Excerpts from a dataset
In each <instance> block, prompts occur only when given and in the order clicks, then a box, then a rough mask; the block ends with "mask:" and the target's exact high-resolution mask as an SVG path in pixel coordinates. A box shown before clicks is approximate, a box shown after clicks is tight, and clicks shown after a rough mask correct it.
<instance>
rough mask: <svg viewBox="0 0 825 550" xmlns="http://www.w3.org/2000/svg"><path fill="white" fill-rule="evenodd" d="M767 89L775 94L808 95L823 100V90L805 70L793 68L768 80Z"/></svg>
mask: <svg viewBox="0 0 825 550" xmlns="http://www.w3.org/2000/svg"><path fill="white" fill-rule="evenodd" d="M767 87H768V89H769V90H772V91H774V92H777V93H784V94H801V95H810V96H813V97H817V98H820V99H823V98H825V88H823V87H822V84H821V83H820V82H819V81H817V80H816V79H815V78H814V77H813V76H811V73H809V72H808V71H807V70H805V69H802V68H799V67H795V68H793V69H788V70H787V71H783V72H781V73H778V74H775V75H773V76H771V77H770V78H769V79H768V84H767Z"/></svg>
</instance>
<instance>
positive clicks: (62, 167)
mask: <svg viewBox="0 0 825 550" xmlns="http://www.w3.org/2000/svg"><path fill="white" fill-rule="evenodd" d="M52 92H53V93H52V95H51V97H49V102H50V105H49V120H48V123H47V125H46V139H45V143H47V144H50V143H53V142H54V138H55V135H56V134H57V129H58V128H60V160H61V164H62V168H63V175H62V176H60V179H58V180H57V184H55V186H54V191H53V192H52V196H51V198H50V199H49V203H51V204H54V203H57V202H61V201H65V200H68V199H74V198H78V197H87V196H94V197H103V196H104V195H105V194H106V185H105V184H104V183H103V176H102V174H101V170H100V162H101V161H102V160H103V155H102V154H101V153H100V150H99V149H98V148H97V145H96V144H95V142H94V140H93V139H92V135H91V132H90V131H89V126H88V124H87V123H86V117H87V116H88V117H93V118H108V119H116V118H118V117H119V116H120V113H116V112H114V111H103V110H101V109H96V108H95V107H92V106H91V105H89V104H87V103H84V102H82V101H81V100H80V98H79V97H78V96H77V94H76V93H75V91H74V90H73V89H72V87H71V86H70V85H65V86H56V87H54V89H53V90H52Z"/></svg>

> _What needs to be done_
Word for word, return each of the entries.

> _Result below_
In each <instance> block, prompts occur only when given and in the order clicks, then a box, then a rough mask; the block ends with "mask:" and the target's exact high-resolution mask as an SVG path in pixel coordinates. A box shown before clicks is approximate, a box shown after clicks is tight, and clicks shown after a rough mask correct it.
<instance>
rough mask: <svg viewBox="0 0 825 550" xmlns="http://www.w3.org/2000/svg"><path fill="white" fill-rule="evenodd" d="M767 89L775 94L808 95L823 100V90L805 70L793 68L768 80Z"/></svg>
mask: <svg viewBox="0 0 825 550" xmlns="http://www.w3.org/2000/svg"><path fill="white" fill-rule="evenodd" d="M767 87H768V89H769V90H772V91H774V92H777V93H784V94H801V95H810V96H813V97H817V98H820V99H823V98H825V88H823V87H822V84H821V83H820V82H819V81H817V80H816V79H815V78H814V77H813V76H811V73H809V72H808V71H807V70H805V69H802V68H799V67H795V68H793V69H788V70H787V71H783V72H781V73H778V74H775V75H773V76H771V77H770V78H769V79H768V84H767Z"/></svg>
</instance>
<instance>
positive clicks: (62, 167)
mask: <svg viewBox="0 0 825 550" xmlns="http://www.w3.org/2000/svg"><path fill="white" fill-rule="evenodd" d="M52 92H53V93H52V95H51V97H49V102H50V105H49V120H48V123H47V125H46V139H45V143H47V144H50V143H53V142H54V138H55V135H56V134H57V129H58V128H60V160H61V164H62V168H63V175H62V176H60V179H58V180H57V184H55V186H54V191H53V192H52V196H51V198H50V199H49V203H51V204H54V203H57V202H61V201H65V200H68V199H74V198H78V197H87V196H94V197H103V196H104V195H105V194H106V185H105V184H104V183H103V176H102V174H101V170H100V162H101V161H102V160H103V155H102V154H101V153H100V150H99V149H98V148H97V145H96V144H95V142H94V140H93V139H92V135H91V132H90V131H89V126H88V124H87V123H86V117H87V116H88V117H93V118H108V119H116V118H118V117H119V116H120V113H116V112H114V111H103V110H101V109H96V108H95V107H92V106H91V105H89V104H87V103H84V102H82V101H81V100H80V98H79V97H78V96H77V94H76V93H75V91H74V90H73V89H72V87H71V86H70V85H65V86H56V87H54V89H53V90H52Z"/></svg>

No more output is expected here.